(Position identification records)
☆ ☆ ☆ ☆

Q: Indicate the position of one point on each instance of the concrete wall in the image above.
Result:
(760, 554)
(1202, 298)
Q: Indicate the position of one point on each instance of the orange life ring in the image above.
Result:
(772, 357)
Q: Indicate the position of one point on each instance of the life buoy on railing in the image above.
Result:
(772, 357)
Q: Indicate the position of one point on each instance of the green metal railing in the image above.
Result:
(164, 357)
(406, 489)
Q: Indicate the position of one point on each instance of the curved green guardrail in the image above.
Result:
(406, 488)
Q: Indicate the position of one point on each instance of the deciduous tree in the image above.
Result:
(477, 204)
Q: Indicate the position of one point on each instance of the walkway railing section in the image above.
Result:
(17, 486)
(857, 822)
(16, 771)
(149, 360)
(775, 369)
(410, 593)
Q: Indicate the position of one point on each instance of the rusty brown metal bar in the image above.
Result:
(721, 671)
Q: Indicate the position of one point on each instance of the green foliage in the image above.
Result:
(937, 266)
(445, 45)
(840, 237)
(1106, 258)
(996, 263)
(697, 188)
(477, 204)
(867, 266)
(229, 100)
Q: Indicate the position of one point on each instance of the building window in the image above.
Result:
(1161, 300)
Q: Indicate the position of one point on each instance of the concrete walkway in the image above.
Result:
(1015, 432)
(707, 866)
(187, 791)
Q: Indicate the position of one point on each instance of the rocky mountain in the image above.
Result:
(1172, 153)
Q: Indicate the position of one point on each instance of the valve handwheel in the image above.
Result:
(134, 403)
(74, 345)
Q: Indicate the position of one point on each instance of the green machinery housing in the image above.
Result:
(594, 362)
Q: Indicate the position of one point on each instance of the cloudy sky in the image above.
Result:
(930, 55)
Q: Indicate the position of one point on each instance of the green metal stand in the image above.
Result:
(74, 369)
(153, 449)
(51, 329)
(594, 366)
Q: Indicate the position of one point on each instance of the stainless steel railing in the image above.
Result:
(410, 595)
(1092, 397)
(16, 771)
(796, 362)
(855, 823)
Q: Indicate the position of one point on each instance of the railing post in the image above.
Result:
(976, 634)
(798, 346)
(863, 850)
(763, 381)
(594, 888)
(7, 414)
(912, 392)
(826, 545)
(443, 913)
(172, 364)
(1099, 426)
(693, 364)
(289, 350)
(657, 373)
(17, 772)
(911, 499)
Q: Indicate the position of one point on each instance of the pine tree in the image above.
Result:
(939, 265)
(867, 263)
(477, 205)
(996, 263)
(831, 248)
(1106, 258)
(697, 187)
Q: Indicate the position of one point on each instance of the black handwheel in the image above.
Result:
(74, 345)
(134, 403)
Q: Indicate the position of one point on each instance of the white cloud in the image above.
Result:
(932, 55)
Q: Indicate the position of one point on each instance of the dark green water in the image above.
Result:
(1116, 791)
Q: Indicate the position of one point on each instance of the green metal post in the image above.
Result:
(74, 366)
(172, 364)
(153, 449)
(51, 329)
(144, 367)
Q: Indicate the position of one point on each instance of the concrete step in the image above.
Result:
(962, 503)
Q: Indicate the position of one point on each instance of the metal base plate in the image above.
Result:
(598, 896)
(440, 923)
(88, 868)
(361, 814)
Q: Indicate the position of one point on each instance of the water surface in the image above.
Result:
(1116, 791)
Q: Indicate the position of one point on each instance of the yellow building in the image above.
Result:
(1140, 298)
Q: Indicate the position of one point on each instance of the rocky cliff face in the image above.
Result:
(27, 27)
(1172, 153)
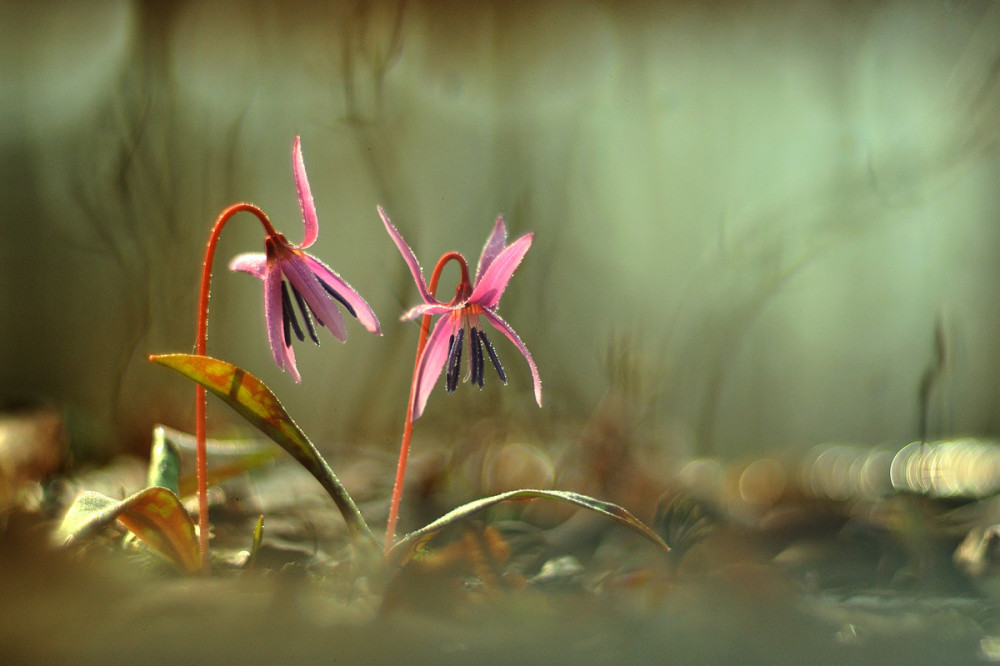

☆ ☆ ☆ ☆

Directive - Rewrite all of the records above, swapping "Result:" for "Points:" each time it occurs and keeping everything else the same. Don't include the pictures.

Worked answer -
Q: Indicate the position of one point on each instance of the concrete wall in the image above.
Points:
(760, 554)
(1202, 298)
Q: Indicate the position of one point on each instance of the orange life ring in the image above.
Points:
(772, 357)
Q: Indicate the position of one point on each instance of the life buoy on railing in the image above.
Points:
(772, 357)
Q: Indicate the position of one point on each instance of the green metal railing in the image above.
Points:
(164, 357)
(406, 489)
Q: Indicate the position of one point on each instance of the curved green guardrail in the image above.
Points:
(406, 488)
Q: Indicate the position of one point on each instance of the deciduous tree in the image above.
Points:
(477, 204)
Q: Indicate the position of one point on each instance of the walkway railing section in the image above.
Points:
(17, 486)
(857, 822)
(16, 771)
(149, 360)
(775, 369)
(410, 593)
Q: Indicate the position of one point on each instance of the rusty brown metal bar in the image above.
Points:
(721, 671)
Q: Indicate the position of one point on each instance of the green foliage in the image above.
Points:
(937, 266)
(445, 45)
(840, 237)
(1106, 258)
(996, 263)
(697, 188)
(477, 204)
(867, 266)
(229, 100)
Q: Indicate the position of one point on each instance of the building window in the image above.
Points:
(1161, 300)
Q: Indicate the position of one point on each instance of the concrete walkway in the image above.
Points:
(1015, 432)
(707, 866)
(187, 791)
Q: Indicate the position of one point on each instance of the rocky mountain in the image above.
Points:
(1172, 153)
Q: Indicate the position of one point on each instance of the valve handwheel in the image above.
Points:
(134, 403)
(74, 345)
Q: Indicate the position of one point on each instance of the green machinery housing in the image above.
Points:
(594, 362)
Q: Indicate the position of one point on each instance of the cloudy sky in the image above.
Points:
(930, 55)
Q: Indicate the position of one point on each instance of the green metal stand in the image above.
Points:
(74, 369)
(153, 449)
(51, 329)
(594, 366)
Q: Indicate the position of one point on each instance of the stainless steel railing in the image above.
Points:
(410, 595)
(1092, 397)
(16, 771)
(796, 362)
(855, 823)
Q: Indicate the position of one point on each instance of the railing post in the image above.
Points:
(976, 634)
(798, 346)
(863, 850)
(763, 381)
(594, 888)
(7, 414)
(912, 392)
(826, 545)
(443, 913)
(172, 364)
(1099, 426)
(693, 364)
(289, 350)
(657, 373)
(17, 772)
(911, 499)
Q: Indicate the position of one point on each instance of the pine tree in the image above.
Points:
(939, 265)
(867, 263)
(477, 205)
(996, 263)
(831, 248)
(1106, 258)
(697, 187)
Q: Indicate the position of one point on each instance of the black handwheel in the image above.
Points:
(74, 345)
(134, 403)
Q: Indicate the position of one point on each instance of the white cloud in the image above.
Points:
(932, 55)
Q: Indicate the position of one point on each instance of the dark green water in the image above.
Points:
(1116, 791)
Q: Indicate the position of one point on each instance of the green metal post in the image above.
Points:
(74, 366)
(172, 364)
(153, 449)
(51, 329)
(144, 367)
Q: Indicate the position of one point on each instance of the concrete step in the image above.
Points:
(962, 503)
Q: Indicate the position of one point on each instance of the metal base plate in the image above.
Points:
(598, 896)
(440, 923)
(88, 868)
(361, 814)
Q: Indicate the position of one point on each instance of the water surface in the image above.
Points:
(1116, 791)
Q: Indicate the position of one point on each instance of the yellow building in the image above.
Points:
(1140, 298)
Q: Indicate the position of one point on each instance of the rocky cliff face in the image above.
Points:
(27, 27)
(1172, 153)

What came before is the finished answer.